The problem » In full and unchanged, output the entries that follow.

Data shown »
+ + +
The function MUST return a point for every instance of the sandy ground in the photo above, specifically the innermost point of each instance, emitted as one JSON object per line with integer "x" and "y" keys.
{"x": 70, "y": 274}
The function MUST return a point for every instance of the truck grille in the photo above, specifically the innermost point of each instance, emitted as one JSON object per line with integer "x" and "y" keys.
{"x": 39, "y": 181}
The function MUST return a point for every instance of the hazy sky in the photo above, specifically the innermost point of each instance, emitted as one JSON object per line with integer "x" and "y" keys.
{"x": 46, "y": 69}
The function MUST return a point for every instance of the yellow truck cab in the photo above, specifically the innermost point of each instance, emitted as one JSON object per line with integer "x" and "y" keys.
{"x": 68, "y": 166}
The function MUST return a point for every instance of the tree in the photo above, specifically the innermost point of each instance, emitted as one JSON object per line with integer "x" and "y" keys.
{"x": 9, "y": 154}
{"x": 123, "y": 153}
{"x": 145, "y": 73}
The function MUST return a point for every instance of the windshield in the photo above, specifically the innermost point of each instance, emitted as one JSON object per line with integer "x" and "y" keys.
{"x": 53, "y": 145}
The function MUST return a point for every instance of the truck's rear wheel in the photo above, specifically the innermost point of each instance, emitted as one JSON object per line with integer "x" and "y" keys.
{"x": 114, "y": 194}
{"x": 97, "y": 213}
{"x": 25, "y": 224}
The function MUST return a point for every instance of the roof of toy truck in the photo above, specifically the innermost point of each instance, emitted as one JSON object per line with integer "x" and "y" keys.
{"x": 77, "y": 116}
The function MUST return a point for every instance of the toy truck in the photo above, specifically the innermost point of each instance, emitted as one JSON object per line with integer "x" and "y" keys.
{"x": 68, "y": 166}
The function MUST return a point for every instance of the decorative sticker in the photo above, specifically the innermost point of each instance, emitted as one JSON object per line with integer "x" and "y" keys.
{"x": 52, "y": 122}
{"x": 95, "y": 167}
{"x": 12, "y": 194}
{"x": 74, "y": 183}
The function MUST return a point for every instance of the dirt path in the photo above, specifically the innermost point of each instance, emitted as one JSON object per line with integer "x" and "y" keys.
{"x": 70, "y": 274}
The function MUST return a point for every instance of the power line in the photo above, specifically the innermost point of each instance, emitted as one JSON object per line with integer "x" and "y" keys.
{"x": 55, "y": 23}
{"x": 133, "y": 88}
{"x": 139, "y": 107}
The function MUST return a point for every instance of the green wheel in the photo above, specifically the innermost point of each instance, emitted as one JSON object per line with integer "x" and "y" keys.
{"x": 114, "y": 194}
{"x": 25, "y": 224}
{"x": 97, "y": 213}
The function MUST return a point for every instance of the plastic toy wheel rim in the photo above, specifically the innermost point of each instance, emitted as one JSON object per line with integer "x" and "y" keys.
+ + +
Result »
The function MUST return a point for every instance of the sandy ground in the photo above, specifically the innermost point of each instance, emitted as one JSON object per line with integer "x" and "y" keys.
{"x": 70, "y": 274}
The function MUST return a point for every instance of the truck grille in the photo above, specifically the innermost point of each instance, emitted as one JSON object per line with integer "x" and "y" keys.
{"x": 39, "y": 181}
The function MUST return a point for every instance of the hazy sky in the photo above, specifically the innermost point of each instance, emitted as one JSON object per line with integer "x" and "y" keys.
{"x": 46, "y": 69}
The function MUST return a point for every instance of the yellow truck cab in the photo above, specifically the innermost point of each instance, emitted as one JSON object per line with integer "x" and "y" keys.
{"x": 68, "y": 166}
The function MUST return a point for every instance of the tree in the photo above, specifically the innermost point of each instance, emitted as one JSON object per line with integer "x" and "y" keys.
{"x": 9, "y": 154}
{"x": 123, "y": 153}
{"x": 145, "y": 73}
The function MUST return a point for every instance of the windshield in the photo above, specifically the innermost point of each instance, emitted as one JSON object per line with integer "x" and "y" keys.
{"x": 53, "y": 145}
The function MUST return a point for every instance of the truck's rear wheel in the photo above, specifically the innermost point of each instance, emitted as one JSON object per line with integer "x" and "y" keys.
{"x": 114, "y": 194}
{"x": 97, "y": 213}
{"x": 25, "y": 224}
The function MUST return a point for every instance of the roof of toy truck in the photo above, specifically the innermost point of each instance, emitted as one JSON object per line with integer "x" and "y" keys.
{"x": 77, "y": 116}
The function MUST return a point for every instance of the toy truck in the photo above, specifically the innermost point of each instance, emitted as one JSON object per line with integer "x" and "y" keys.
{"x": 68, "y": 166}
The function MUST return a point for every instance of the decorative sticker in the photo above, specifically the innermost point of each instance, emitted as one JSON object per line with integer "x" and "y" keys.
{"x": 52, "y": 122}
{"x": 95, "y": 167}
{"x": 12, "y": 194}
{"x": 74, "y": 183}
The function MUST return a point for every instance of the dirt path in the photo above, specifically the innermost point of each instance, emitted as one JSON object per line with integer "x" and "y" keys.
{"x": 70, "y": 274}
The function MUST return a point for every instance of the power line in the photo above, specifically the innermost point of each instance, emitted as one JSON object per line with integer "x" and "y" keys.
{"x": 55, "y": 23}
{"x": 133, "y": 88}
{"x": 139, "y": 107}
The function MUST return a point for every instance of the green wheel in the photo above, specifically the innermost point of each instance, emitted as one JSON object per line with integer "x" and "y" keys.
{"x": 114, "y": 194}
{"x": 25, "y": 224}
{"x": 97, "y": 213}
The function MUST return a point for every instance of the plastic toy wheel rim in the photo above, specifically the innermost point of each instance, emitted as one JSON object per line with integer "x" and "y" keys.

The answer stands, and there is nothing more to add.